*課題内容*.
以下の項目から、文字列「background」を含む行をすべて集め、書き写してください。

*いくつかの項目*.

■ ■ ■ ■ ■

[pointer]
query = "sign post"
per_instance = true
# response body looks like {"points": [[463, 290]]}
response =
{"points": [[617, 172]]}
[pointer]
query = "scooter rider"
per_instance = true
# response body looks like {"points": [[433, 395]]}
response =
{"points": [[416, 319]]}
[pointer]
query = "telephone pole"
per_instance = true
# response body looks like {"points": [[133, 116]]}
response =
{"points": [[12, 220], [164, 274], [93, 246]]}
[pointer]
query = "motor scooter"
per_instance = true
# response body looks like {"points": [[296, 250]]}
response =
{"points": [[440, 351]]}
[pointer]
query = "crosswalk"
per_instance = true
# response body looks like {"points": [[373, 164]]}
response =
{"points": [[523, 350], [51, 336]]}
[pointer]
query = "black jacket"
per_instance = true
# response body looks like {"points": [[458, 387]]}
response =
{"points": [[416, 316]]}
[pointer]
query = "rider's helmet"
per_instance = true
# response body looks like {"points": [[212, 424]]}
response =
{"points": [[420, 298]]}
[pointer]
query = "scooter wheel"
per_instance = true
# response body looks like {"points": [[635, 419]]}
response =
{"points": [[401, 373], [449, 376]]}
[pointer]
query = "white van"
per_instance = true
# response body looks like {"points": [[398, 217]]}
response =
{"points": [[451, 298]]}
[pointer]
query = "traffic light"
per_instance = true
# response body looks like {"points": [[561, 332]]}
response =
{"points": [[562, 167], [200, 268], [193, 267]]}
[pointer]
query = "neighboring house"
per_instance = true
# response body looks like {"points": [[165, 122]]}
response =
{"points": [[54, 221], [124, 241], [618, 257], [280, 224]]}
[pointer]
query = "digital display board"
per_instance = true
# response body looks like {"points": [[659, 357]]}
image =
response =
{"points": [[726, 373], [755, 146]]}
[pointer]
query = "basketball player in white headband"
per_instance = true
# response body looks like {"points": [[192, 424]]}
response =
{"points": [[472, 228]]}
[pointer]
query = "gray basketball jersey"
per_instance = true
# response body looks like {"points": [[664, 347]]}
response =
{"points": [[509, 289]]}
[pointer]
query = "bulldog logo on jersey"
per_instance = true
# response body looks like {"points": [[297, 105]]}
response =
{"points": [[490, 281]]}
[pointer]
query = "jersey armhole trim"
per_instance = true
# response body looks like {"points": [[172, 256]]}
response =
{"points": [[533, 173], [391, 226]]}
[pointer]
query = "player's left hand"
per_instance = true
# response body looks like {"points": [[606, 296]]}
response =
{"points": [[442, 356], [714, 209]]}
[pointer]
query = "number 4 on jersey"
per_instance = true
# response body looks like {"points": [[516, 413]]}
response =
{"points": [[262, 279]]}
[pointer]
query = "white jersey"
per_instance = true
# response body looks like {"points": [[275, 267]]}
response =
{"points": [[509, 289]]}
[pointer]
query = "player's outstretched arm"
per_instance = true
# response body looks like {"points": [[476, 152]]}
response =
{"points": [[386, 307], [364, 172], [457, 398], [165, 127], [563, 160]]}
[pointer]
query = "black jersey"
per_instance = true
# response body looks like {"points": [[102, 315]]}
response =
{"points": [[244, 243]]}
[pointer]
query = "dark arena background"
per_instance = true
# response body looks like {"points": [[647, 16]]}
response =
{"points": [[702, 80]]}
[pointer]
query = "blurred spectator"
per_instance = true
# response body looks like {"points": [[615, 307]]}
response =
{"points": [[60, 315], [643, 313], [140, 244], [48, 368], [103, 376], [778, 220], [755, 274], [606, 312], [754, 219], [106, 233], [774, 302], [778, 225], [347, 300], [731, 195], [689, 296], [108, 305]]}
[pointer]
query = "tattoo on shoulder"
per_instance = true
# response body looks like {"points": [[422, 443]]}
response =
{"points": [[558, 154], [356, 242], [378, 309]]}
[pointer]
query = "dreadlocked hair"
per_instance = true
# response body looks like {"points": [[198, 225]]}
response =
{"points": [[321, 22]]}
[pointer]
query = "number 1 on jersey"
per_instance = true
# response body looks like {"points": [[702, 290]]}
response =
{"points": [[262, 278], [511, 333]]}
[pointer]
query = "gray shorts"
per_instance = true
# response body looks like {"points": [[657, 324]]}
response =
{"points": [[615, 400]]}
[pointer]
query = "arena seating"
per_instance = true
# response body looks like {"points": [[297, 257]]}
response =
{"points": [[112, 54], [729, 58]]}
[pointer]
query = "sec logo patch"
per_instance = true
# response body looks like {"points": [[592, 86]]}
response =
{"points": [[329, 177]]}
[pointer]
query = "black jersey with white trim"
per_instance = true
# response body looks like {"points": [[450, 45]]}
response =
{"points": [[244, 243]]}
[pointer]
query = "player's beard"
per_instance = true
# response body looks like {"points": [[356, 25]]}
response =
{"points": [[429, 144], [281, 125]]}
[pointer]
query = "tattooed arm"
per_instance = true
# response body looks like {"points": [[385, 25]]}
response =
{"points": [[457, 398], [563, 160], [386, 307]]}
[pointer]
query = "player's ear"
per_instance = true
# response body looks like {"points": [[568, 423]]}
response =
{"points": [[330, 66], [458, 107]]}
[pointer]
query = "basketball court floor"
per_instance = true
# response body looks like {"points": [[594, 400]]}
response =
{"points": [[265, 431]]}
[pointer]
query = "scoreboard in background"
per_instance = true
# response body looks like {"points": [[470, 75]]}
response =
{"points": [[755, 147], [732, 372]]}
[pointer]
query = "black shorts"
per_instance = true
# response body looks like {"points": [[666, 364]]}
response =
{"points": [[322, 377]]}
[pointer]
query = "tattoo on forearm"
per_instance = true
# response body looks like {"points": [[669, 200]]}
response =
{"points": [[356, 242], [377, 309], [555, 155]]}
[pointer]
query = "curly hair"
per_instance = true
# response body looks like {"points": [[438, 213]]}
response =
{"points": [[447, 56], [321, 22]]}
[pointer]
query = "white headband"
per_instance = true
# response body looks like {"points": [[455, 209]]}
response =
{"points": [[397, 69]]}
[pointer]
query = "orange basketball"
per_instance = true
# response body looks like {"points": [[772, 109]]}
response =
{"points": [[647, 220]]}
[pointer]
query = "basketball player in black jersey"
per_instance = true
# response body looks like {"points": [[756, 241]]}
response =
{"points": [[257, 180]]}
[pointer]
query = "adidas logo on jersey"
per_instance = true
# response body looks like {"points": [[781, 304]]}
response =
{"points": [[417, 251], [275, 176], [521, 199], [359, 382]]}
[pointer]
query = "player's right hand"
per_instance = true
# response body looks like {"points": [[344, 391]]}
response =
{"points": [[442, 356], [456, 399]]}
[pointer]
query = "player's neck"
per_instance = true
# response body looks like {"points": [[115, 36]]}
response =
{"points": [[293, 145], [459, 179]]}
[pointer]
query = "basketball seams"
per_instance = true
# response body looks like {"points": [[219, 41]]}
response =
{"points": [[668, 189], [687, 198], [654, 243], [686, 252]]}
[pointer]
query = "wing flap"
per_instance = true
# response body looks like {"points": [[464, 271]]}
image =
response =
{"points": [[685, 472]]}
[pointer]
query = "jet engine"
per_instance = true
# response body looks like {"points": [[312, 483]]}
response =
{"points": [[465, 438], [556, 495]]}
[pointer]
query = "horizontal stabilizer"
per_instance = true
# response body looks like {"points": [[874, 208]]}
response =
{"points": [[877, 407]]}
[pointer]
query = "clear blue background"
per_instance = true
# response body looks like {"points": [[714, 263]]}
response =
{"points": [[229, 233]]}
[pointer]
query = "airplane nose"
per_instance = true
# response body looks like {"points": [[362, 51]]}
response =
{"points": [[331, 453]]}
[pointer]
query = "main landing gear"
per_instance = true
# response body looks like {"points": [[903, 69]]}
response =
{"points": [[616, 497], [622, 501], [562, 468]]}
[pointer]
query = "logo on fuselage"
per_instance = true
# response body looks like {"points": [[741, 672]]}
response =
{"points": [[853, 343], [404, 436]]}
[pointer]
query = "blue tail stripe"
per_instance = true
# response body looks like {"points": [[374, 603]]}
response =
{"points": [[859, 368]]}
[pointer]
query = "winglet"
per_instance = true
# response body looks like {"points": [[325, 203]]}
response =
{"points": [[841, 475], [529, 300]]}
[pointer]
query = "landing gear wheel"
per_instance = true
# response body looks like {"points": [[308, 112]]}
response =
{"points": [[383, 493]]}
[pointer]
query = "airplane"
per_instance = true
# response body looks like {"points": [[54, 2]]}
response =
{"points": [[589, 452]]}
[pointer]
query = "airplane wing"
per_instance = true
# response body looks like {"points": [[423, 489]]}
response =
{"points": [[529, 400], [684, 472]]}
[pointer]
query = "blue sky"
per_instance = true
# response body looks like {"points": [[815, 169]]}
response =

■ ■ ■ ■ ■

*解答*.
query = "dark arena background"
query = "scoreboard in background"
query = "clear blue background"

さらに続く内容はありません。